WHAT IS NEEDED -> Every record below needs to be set down exactly. Pictures do not belong in the copy.

EXCERPTED DATA ->
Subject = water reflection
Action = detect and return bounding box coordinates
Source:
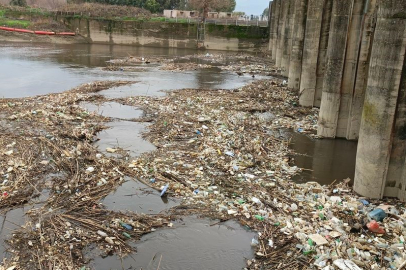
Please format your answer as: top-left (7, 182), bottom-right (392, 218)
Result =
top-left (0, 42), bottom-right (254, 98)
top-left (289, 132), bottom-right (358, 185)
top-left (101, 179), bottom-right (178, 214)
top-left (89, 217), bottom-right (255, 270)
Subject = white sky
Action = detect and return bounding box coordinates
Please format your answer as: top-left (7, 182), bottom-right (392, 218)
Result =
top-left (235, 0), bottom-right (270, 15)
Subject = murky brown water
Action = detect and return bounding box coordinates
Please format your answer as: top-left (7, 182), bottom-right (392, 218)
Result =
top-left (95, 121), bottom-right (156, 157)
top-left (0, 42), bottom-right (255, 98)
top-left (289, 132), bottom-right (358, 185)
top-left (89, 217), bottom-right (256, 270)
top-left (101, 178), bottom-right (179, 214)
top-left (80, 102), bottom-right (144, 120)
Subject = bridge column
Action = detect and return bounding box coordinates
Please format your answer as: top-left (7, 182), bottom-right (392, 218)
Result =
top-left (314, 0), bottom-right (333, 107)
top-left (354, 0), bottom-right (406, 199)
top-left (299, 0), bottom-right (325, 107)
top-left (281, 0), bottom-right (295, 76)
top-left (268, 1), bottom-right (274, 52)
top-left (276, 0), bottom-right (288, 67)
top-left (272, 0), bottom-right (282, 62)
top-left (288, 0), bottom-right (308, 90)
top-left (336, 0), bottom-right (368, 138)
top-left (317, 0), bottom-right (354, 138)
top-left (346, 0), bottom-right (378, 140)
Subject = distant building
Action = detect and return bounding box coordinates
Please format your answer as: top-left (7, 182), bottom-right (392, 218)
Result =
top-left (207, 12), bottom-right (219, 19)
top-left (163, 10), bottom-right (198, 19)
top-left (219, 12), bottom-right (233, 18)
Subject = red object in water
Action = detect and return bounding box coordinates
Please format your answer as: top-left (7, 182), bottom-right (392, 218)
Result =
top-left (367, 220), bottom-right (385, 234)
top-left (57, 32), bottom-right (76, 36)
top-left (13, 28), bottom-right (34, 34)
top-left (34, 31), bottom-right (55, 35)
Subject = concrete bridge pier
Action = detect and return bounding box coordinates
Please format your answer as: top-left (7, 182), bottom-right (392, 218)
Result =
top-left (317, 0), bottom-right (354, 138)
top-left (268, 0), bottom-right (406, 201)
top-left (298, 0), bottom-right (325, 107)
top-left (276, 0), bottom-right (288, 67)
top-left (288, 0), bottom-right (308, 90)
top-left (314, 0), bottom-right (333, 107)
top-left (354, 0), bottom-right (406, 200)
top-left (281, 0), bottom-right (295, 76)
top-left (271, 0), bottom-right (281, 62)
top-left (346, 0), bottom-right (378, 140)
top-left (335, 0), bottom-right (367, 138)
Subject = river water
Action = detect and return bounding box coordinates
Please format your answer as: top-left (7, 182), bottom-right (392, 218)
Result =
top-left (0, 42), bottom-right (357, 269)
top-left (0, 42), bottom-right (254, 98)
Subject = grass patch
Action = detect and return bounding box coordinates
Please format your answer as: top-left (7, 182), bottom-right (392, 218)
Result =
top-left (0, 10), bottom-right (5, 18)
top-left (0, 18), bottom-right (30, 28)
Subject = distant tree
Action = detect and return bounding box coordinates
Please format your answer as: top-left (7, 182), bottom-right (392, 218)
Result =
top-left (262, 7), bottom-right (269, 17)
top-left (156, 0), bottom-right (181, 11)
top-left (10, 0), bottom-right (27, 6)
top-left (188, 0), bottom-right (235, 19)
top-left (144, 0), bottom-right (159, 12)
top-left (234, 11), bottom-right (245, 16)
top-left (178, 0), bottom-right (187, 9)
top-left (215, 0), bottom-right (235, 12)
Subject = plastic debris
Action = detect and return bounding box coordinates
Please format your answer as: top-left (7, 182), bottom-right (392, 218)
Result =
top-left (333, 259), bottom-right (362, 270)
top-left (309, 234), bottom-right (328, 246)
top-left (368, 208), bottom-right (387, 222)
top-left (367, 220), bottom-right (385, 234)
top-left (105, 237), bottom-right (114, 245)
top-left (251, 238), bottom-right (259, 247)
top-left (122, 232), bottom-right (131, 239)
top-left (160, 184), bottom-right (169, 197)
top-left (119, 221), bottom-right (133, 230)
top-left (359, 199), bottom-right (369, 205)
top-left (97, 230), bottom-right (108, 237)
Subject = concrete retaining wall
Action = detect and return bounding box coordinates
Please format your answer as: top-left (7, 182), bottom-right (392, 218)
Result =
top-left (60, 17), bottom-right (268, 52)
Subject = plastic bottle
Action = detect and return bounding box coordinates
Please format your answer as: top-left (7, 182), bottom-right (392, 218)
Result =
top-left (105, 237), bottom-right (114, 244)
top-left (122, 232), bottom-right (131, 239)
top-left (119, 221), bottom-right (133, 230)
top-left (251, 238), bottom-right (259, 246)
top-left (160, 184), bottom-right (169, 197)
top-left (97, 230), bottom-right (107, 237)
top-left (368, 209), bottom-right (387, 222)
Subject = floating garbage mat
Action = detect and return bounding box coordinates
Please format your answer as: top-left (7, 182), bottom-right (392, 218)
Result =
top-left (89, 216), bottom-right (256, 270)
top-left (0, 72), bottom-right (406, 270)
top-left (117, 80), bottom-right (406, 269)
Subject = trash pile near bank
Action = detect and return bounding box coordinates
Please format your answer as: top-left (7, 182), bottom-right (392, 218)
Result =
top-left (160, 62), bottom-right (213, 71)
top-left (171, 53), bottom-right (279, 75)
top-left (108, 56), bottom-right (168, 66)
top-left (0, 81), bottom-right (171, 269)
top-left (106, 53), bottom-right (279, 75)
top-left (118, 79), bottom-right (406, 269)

TASK OUTPUT ->
Subject = water reflection
Action = detect and return bounding box coordinates
Source:
Please format your answer as: top-left (7, 182), bottom-right (392, 218)
Result =
top-left (0, 42), bottom-right (254, 98)
top-left (289, 132), bottom-right (358, 185)
top-left (101, 179), bottom-right (178, 214)
top-left (89, 217), bottom-right (255, 270)
Subject = white sky
Action = detect and return bounding box coordinates
Please format your answer as: top-left (7, 182), bottom-right (392, 218)
Result =
top-left (235, 0), bottom-right (270, 15)
Subject = murky brown water
Action = detect and return bounding box coordinates
Please format your answer as: top-left (7, 182), bottom-right (392, 218)
Result =
top-left (95, 121), bottom-right (156, 157)
top-left (0, 42), bottom-right (255, 98)
top-left (289, 132), bottom-right (358, 185)
top-left (89, 217), bottom-right (256, 270)
top-left (101, 178), bottom-right (179, 214)
top-left (80, 102), bottom-right (144, 120)
Subject = bridge column
Action = detect and return bounding box coordinates
Please format your answer as: top-left (7, 182), bottom-right (392, 218)
Result =
top-left (314, 0), bottom-right (333, 107)
top-left (354, 0), bottom-right (406, 199)
top-left (299, 0), bottom-right (325, 107)
top-left (281, 0), bottom-right (295, 76)
top-left (268, 1), bottom-right (274, 52)
top-left (276, 0), bottom-right (288, 67)
top-left (272, 0), bottom-right (282, 62)
top-left (288, 0), bottom-right (308, 90)
top-left (336, 0), bottom-right (368, 138)
top-left (317, 0), bottom-right (354, 138)
top-left (346, 0), bottom-right (378, 140)
Subject = distant building
Action = detect and return bounding box coordinates
Please format your answer as: top-left (7, 182), bottom-right (392, 218)
Result =
top-left (207, 12), bottom-right (219, 19)
top-left (163, 10), bottom-right (198, 19)
top-left (219, 12), bottom-right (233, 18)
Subject = red object in water
Action = detect and return bounding box coordinates
Please format your answer as: top-left (7, 182), bottom-right (392, 218)
Result =
top-left (367, 220), bottom-right (385, 234)
top-left (57, 32), bottom-right (76, 36)
top-left (13, 28), bottom-right (34, 34)
top-left (34, 31), bottom-right (55, 35)
Subject = concrete bridge pier
Action = detect and return bounding box coordinates
Please format your answer as: top-left (7, 182), bottom-right (392, 218)
Result =
top-left (317, 0), bottom-right (354, 138)
top-left (268, 0), bottom-right (406, 201)
top-left (298, 0), bottom-right (325, 107)
top-left (276, 0), bottom-right (288, 67)
top-left (288, 0), bottom-right (308, 90)
top-left (314, 0), bottom-right (333, 107)
top-left (354, 0), bottom-right (406, 200)
top-left (281, 0), bottom-right (295, 76)
top-left (271, 0), bottom-right (281, 62)
top-left (346, 0), bottom-right (378, 140)
top-left (335, 0), bottom-right (367, 138)
Subject = river water
Action = detect and return bounding box coordinates
Please format your answer as: top-left (7, 182), bottom-right (392, 218)
Result =
top-left (0, 42), bottom-right (357, 269)
top-left (0, 42), bottom-right (254, 98)
Subject = grass patch
Action = detect and return bounding box coordinates
Please format your answer as: top-left (7, 182), bottom-right (392, 218)
Result =
top-left (0, 10), bottom-right (5, 18)
top-left (0, 18), bottom-right (30, 28)
Subject = distant tree
Action = detect and return bounding box coordinates
Please format your answer as: top-left (7, 182), bottom-right (392, 218)
Result =
top-left (262, 7), bottom-right (269, 17)
top-left (156, 0), bottom-right (181, 11)
top-left (10, 0), bottom-right (27, 6)
top-left (188, 0), bottom-right (235, 19)
top-left (144, 0), bottom-right (159, 12)
top-left (234, 11), bottom-right (245, 16)
top-left (178, 0), bottom-right (187, 9)
top-left (215, 0), bottom-right (235, 12)
Subject = plastic debris
Action = detect and return bounding box coordinates
Please format your answer as: top-left (7, 182), bottom-right (392, 218)
Result =
top-left (333, 259), bottom-right (362, 270)
top-left (309, 234), bottom-right (328, 246)
top-left (368, 208), bottom-right (387, 222)
top-left (367, 220), bottom-right (385, 234)
top-left (105, 237), bottom-right (114, 245)
top-left (251, 238), bottom-right (259, 247)
top-left (122, 232), bottom-right (131, 239)
top-left (160, 184), bottom-right (169, 197)
top-left (119, 221), bottom-right (133, 230)
top-left (359, 199), bottom-right (369, 205)
top-left (97, 230), bottom-right (108, 237)
Subject = concrete retaining wall
Action = detect and return bounding box coordinates
Please format your answer as: top-left (7, 182), bottom-right (392, 218)
Result =
top-left (60, 17), bottom-right (268, 52)
Subject = plastic bottle
Action = detect and return bounding box coordinates
Please format your answer as: top-left (7, 182), bottom-right (392, 218)
Result =
top-left (105, 237), bottom-right (114, 244)
top-left (122, 232), bottom-right (131, 239)
top-left (119, 221), bottom-right (133, 230)
top-left (251, 238), bottom-right (259, 246)
top-left (160, 184), bottom-right (169, 197)
top-left (97, 230), bottom-right (107, 237)
top-left (368, 209), bottom-right (387, 222)
Subject = floating garbage mat
Action = detect and return bounding box coordinates
Please format your answer as: top-left (7, 182), bottom-right (392, 218)
Result =
top-left (89, 216), bottom-right (256, 270)
top-left (0, 72), bottom-right (406, 270)
top-left (117, 80), bottom-right (406, 269)
Subject = trash pile near bank
Action = detect and return bounding box coordinates
Please format your answer as: top-left (7, 182), bottom-right (392, 218)
Result =
top-left (160, 62), bottom-right (213, 71)
top-left (171, 53), bottom-right (279, 75)
top-left (108, 56), bottom-right (168, 66)
top-left (0, 81), bottom-right (171, 269)
top-left (106, 53), bottom-right (279, 75)
top-left (118, 79), bottom-right (406, 269)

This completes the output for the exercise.